[AIM]
Extract the lines of the records below word for word, starting at the line that contains "For each instance of the arched" and ending with the last line of the records, both included.

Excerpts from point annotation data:
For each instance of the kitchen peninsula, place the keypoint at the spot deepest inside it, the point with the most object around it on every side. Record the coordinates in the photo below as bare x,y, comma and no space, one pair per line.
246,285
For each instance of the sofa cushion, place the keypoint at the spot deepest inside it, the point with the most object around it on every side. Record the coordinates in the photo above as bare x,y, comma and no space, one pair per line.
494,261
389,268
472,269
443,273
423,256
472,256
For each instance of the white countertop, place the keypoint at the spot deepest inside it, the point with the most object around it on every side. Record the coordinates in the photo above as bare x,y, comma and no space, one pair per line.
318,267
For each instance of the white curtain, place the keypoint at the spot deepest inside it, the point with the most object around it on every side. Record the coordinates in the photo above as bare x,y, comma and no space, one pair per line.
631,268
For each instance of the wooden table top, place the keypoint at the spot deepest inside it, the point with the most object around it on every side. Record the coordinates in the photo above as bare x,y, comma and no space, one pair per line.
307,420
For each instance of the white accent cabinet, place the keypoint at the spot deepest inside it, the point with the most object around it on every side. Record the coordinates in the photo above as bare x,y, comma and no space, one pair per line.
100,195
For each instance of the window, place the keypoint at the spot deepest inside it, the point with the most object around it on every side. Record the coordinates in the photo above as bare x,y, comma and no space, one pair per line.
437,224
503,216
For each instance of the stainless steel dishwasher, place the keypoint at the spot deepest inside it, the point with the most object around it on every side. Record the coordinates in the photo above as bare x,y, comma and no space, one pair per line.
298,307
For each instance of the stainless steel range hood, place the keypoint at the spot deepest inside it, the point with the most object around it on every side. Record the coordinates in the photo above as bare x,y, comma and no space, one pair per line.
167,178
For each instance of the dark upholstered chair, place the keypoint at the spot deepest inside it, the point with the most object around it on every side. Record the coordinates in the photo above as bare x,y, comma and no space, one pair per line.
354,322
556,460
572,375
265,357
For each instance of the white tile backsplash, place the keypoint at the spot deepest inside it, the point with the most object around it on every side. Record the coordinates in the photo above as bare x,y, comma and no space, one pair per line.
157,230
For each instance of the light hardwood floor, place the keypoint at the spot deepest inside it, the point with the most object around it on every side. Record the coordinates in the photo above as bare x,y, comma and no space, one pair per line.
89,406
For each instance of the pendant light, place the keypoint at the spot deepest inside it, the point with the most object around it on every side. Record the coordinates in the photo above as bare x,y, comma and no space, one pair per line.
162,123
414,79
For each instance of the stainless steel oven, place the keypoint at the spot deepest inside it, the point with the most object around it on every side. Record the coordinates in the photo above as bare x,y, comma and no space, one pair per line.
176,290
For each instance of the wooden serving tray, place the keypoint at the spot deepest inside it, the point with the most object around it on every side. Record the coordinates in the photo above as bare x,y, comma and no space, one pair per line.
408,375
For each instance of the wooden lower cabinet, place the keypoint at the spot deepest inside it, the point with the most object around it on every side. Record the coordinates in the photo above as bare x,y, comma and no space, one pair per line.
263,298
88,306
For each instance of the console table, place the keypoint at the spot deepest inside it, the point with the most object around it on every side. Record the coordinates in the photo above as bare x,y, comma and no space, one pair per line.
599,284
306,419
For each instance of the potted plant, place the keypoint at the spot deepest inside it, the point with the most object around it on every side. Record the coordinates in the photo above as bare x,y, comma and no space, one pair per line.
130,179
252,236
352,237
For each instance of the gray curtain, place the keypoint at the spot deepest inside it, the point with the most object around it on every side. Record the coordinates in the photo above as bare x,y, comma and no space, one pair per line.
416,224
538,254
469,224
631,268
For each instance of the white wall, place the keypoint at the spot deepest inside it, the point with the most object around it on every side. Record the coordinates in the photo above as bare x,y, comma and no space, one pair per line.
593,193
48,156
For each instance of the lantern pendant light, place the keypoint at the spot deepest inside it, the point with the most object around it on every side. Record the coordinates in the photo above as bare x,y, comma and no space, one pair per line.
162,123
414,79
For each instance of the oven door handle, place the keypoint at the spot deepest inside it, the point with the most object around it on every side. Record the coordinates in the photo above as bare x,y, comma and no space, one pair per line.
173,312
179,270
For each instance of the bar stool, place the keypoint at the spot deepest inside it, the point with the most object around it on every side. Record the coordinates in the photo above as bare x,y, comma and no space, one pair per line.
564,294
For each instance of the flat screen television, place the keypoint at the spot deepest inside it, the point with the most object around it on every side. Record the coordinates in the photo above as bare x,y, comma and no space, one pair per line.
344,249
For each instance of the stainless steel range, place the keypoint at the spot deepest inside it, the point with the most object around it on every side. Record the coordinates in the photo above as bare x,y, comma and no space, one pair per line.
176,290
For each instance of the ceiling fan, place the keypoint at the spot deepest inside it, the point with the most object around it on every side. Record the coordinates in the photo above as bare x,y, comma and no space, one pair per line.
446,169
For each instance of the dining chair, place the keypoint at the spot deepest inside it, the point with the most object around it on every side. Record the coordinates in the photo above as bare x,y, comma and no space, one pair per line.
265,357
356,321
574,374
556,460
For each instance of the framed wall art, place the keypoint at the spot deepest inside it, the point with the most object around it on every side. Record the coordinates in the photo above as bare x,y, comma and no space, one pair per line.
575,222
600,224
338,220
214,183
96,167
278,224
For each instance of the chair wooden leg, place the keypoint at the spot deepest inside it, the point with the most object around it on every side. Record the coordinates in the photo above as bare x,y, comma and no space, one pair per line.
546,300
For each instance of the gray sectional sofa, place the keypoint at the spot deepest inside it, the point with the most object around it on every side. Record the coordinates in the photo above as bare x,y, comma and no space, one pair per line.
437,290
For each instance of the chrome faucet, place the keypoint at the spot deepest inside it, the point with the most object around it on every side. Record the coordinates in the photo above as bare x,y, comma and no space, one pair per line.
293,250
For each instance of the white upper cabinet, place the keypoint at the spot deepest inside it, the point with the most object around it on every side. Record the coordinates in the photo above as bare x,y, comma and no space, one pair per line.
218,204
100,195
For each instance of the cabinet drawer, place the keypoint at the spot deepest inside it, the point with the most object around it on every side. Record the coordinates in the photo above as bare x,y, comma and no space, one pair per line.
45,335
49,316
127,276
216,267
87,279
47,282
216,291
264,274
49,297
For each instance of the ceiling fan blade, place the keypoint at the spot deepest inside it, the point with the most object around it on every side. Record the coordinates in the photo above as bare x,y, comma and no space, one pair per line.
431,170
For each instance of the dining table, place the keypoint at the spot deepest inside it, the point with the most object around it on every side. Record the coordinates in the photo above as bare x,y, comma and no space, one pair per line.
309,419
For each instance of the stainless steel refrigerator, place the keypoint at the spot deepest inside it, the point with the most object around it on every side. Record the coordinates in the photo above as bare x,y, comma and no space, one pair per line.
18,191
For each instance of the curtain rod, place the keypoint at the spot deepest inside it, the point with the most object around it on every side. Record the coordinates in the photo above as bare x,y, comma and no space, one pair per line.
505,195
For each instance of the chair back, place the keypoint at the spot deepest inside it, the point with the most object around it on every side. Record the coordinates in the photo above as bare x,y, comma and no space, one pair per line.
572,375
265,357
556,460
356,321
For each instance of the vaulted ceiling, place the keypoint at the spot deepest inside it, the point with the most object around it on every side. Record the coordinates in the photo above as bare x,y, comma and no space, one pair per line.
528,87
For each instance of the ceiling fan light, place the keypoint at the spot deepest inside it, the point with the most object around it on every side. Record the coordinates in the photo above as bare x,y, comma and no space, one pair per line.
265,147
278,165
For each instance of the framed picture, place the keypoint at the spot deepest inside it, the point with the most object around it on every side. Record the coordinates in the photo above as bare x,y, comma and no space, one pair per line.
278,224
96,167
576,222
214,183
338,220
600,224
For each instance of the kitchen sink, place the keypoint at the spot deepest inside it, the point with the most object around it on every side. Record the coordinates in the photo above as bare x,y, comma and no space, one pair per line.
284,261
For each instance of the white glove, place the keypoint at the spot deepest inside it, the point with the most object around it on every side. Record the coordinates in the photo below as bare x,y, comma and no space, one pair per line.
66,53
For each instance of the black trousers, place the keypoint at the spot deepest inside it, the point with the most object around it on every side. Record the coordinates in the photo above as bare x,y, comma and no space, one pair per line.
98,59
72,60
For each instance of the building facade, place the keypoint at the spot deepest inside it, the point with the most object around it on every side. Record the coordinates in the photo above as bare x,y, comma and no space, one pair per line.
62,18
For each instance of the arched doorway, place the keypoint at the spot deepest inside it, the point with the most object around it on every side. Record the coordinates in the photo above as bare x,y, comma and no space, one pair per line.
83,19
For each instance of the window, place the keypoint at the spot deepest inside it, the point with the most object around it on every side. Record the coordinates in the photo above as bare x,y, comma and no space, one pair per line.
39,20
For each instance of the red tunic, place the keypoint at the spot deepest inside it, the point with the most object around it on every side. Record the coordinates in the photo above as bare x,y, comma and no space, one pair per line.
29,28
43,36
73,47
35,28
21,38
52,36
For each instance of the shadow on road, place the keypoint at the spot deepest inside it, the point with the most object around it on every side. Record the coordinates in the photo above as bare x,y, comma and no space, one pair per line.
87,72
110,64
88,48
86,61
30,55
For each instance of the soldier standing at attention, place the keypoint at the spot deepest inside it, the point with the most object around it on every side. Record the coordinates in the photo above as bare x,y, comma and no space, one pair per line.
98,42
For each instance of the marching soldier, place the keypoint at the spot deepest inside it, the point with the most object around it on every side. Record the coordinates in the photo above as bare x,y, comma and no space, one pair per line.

[SOLUTION FOR THIS EXERCISE]
For each instance of the arched doorway, place the keypoint at the spot deepest inside it, the point with the most object around it on every side. Record the coordinates in the photo above as bare x,y, comma and no space, one pair per line.
83,19
For each instance of the window, place the keypoint at the spot deepest inside it, the point with the most object around it on every side. Record the coordinates in the photo above as bare x,y, comma and no space, one pair per line.
39,20
For each instance of the red tunic, place the keypoint at the spot deepest inside it, the point with the most object around it on every side. Record the coordinates in the photo above as bare x,y, comma and no space, one pair per line.
29,28
43,36
73,47
35,28
21,38
52,36
For each instance of the shadow on road, place the keypoint at the spot deepest inside it, the point with the most object around it on every side. Record the coordinates in the photo above as bare x,y, comma and no space, one pair per line.
87,72
110,64
88,48
86,61
30,55
For each instance of the soldier standing at attention, place the keypoint at the spot deepest inside it, the point with the most object around it on every side. Record the coordinates in the photo above as bare x,y, comma and no space, one pair per line.
98,42
For each instance of the marching soldier, place the keypoint at the spot deepest inside it, the point with the most object around it on every side. Record the coordinates in the photo above as bare x,y, comma and no space, one pair per line.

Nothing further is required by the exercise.